■ **What is asked**:
The output should consist solely of the line containing "facade, reported as integer pixel coordinates." and the lines that follow it through the end of the data below.

[start of The input]

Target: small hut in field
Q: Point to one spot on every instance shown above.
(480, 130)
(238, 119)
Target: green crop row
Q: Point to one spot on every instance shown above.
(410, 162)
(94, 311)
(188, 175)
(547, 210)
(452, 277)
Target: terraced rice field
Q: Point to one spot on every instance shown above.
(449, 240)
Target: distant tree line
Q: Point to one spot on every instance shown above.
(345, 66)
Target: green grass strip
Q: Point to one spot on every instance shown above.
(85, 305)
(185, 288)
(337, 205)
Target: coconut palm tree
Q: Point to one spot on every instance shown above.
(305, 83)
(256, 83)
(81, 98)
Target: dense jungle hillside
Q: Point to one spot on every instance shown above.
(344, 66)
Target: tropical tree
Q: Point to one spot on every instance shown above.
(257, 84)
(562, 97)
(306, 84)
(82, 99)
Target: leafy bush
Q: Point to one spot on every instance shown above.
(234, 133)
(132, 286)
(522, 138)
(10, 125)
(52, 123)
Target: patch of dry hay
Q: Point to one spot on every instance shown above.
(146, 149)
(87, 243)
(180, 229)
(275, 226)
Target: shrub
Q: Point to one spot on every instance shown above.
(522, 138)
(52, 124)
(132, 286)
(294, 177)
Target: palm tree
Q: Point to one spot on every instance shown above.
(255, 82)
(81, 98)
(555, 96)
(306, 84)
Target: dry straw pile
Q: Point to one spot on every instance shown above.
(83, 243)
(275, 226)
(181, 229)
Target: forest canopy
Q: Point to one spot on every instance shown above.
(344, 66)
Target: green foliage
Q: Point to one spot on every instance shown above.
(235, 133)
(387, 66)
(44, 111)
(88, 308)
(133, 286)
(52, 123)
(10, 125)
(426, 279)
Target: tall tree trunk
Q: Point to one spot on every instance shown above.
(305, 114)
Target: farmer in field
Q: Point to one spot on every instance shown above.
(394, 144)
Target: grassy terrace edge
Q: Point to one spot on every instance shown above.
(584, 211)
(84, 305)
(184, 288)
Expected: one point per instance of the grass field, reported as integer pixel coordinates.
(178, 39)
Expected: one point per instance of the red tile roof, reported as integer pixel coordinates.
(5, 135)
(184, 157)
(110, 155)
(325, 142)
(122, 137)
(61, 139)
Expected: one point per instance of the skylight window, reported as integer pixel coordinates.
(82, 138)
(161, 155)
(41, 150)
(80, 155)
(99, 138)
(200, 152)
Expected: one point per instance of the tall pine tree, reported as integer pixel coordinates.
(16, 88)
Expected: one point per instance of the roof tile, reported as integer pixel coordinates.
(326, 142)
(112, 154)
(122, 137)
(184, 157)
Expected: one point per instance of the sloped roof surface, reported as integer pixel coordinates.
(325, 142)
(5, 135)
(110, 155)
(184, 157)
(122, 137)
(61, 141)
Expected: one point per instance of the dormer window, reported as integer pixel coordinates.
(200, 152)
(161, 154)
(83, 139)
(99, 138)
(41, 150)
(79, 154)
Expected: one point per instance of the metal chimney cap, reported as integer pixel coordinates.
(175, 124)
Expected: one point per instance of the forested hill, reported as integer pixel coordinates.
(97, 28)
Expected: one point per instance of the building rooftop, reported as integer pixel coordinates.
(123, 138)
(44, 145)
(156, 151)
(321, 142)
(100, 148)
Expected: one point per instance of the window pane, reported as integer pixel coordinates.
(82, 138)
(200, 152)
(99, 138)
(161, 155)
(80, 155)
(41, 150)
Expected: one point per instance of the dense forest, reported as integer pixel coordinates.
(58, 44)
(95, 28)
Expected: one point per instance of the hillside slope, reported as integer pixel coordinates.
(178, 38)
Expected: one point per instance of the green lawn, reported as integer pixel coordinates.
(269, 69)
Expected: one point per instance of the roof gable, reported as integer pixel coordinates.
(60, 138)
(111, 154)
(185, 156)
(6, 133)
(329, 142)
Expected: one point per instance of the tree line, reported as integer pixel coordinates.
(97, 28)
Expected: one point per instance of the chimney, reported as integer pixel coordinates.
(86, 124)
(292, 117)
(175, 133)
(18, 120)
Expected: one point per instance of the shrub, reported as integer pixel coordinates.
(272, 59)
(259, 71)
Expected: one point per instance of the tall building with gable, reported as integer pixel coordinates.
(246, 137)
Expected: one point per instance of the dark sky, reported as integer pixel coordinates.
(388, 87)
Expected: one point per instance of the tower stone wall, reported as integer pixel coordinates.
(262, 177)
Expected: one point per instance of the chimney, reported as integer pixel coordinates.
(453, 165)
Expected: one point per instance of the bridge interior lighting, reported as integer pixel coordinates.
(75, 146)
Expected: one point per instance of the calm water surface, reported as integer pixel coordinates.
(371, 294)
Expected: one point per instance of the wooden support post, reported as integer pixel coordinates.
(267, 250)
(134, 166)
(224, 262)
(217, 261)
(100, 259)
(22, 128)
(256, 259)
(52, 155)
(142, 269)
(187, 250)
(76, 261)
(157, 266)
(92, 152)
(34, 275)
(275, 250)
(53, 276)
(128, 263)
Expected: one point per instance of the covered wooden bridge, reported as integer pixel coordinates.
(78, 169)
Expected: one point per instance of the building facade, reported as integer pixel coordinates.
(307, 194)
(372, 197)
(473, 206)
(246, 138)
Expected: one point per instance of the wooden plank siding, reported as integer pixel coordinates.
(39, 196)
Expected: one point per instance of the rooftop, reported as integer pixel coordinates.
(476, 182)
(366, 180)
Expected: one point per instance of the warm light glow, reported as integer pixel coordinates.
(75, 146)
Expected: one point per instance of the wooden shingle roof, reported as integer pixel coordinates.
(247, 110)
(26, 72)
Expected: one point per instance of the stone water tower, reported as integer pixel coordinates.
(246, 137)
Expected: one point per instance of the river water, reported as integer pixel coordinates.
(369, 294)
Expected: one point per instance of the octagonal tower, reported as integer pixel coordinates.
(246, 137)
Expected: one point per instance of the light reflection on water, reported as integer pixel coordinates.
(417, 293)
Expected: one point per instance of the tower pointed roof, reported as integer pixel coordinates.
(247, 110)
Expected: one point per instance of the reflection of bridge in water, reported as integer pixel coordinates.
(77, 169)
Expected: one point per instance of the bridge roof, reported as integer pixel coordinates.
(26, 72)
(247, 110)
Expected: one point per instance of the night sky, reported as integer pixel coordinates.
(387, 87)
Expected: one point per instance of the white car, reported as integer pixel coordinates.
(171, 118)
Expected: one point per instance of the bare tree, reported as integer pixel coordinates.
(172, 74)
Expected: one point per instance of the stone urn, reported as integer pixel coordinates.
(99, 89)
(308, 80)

[end of The input]

■ **Output for this task**:
Expected: one point per instance of the building facade, reported as integer pixel coordinates.
(307, 194)
(372, 197)
(473, 206)
(246, 138)
Expected: one point per instance of the wooden plank siding, reported as integer pixel coordinates.
(39, 196)
Expected: one point per instance of the rooftop, reported as integer pixel coordinates.
(476, 182)
(366, 180)
Expected: one point per instance of the warm light glow, reported as integer pixel coordinates.
(75, 146)
Expected: one point per instance of the wooden shingle roof, reported as integer pixel coordinates.
(247, 110)
(26, 72)
Expected: one point per instance of the stone water tower, reported as integer pixel coordinates.
(246, 137)
Expected: one point per instance of the river water, reported as integer pixel coordinates.
(369, 294)
Expected: one point per instance of the octagonal tower, reported as integer pixel coordinates.
(246, 137)
Expected: one point per instance of the light reflection on water, reported as integer pixel coordinates.
(417, 293)
Expected: one point per instance of the tower pointed roof, reported as integer pixel coordinates.
(247, 110)
Expected: one point per instance of the reflection of bridge in water, reported as integer pixel coordinates.
(77, 169)
Expected: one point per instance of the bridge roof, reported as integer pixel coordinates.
(26, 72)
(247, 110)
Expected: one point per instance of the night sky, reported as integer pixel coordinates.
(387, 87)
Expected: one point per instance of the white car, reported as integer pixel coordinates.
(171, 118)
Expected: one point per instance of the bare tree, reported as integer pixel coordinates.
(172, 74)
Expected: one point per instance of the stone urn, reported as integer pixel coordinates.
(99, 89)
(308, 80)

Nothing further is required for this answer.